■ EXERCISE TASK 1 ■
In the review of Keepers of the Funk, which production team did the Lords of the Underground work with on their sophomore album?
■ EXERCISE TASK 2 ■
Please translate this sentence from the review of Keepers of the Funk into Spanish: "In 1994 the G-funk era completely ran hip hop, with the Death Row Records catalog being played on every radio station across the country."

Revisiting: Lords Of The Underground – Keepers of the Funk

From the moment I heard “Tic Toc” I was ready for the next Lords of the Underground album. After a breakthrough effort on their debut the Lords were back to work quick with the same production team of Marley Marl and K-Def to put together their sophomore album, Keepers of the Funk. The lead-off single was a little calmer than the hyped up “Chief Rocka” sound we were used to, but it was still that in-your-face delivery over funky production. However, when the album finally dropped I felt a sense of disappointment. Clearly the general public felt the same as the effort failed to keep their 15 minutes going, but was the album really that bad or did I just not give it a fair chance?

Turns out it’s actually really good. Keepers of the Funk is shorter than their first album but it found the Lords returning to the gutter boom bap production with shouted staccato vocals formula all while displaying a maturity found in tackling subjects more than just “the funk” like discussing their goals on  “What I’m After,” and the requirement of “Faith” in one’s life.

Perhaps it was the west coast takeover. In 1994 the G-funk era completely ran hip hop, with the Death Row Records catalog being played on every radio station across the country. Many people, myself included, were bumping nothing but Dre, Snoop and Cube and while the Wu-Tang Clan and Redman were holding their own, there was only so much room in hip hop for that east coast sound. Unfortunately this found such head-nodding beats like the title track falling on deaf ears.

■ MATERIAL SUPPLIED ■
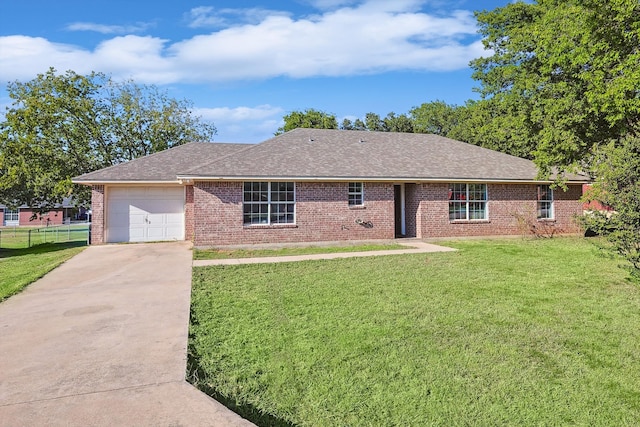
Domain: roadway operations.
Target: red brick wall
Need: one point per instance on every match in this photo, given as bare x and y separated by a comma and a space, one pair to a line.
97, 215
505, 202
189, 224
54, 217
322, 214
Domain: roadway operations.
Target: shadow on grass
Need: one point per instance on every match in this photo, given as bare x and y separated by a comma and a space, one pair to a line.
195, 375
40, 249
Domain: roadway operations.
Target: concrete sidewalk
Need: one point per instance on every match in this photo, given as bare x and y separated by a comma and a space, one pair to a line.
101, 341
413, 247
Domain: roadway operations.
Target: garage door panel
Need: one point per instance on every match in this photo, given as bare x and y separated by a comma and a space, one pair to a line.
139, 214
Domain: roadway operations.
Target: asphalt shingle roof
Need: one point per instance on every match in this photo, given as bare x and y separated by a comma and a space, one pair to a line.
322, 153
327, 154
164, 165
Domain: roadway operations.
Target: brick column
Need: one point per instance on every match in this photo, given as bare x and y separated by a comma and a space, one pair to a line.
97, 215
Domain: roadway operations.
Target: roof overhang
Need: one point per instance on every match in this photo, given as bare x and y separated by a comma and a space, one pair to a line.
192, 178
125, 182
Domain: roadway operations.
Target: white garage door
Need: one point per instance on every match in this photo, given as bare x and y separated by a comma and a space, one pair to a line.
145, 214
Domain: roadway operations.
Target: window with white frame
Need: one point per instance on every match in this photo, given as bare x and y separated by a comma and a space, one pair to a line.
545, 202
11, 215
467, 202
356, 194
268, 203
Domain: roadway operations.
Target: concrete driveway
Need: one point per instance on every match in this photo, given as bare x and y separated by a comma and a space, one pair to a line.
102, 341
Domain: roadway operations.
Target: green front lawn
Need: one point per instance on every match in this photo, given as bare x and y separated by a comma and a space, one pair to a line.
502, 332
304, 250
20, 267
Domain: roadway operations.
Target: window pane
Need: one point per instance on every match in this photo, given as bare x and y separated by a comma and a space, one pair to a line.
477, 210
355, 193
266, 203
457, 210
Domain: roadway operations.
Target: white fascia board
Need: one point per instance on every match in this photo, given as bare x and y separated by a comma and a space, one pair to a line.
191, 179
129, 183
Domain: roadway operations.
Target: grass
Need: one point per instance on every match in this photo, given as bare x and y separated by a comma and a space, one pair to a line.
21, 237
21, 267
306, 250
505, 332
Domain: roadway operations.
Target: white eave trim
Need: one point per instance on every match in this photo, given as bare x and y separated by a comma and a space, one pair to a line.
91, 182
191, 179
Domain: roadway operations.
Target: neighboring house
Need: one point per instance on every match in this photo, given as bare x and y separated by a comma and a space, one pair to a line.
24, 215
321, 185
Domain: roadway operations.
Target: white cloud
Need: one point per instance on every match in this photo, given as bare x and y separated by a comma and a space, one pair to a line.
108, 29
243, 124
375, 36
209, 17
239, 114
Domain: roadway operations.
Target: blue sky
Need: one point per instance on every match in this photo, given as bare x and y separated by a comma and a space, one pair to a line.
245, 64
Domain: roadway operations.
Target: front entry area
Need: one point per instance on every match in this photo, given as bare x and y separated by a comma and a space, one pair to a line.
145, 214
399, 206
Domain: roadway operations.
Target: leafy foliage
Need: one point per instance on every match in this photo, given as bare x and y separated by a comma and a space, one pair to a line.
63, 125
564, 78
566, 72
618, 185
309, 118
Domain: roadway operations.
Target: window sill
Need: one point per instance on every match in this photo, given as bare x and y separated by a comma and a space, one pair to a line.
268, 226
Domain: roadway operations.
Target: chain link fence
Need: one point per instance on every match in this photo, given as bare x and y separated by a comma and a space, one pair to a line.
26, 237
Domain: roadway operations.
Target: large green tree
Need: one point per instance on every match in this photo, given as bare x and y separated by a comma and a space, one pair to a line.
566, 76
63, 125
565, 71
309, 118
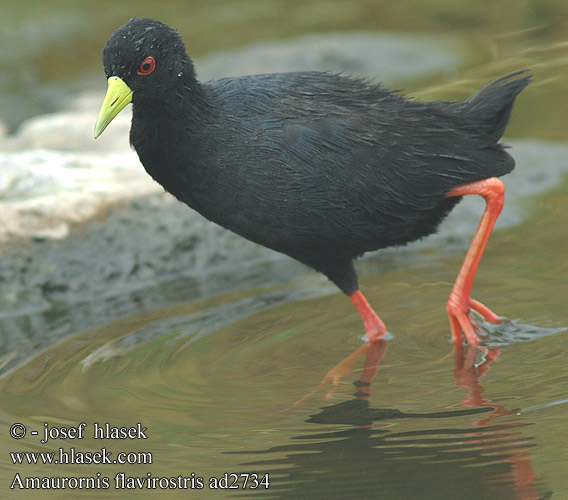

■ REPLY 1 ■
Marley Marl and K-Def.

■ REPLY 2 ■
En 1994 la era del G-funk dominó por completo el hip hop, y el catálogo de Death Row Records sonaba en todas las emisoras de radio del país.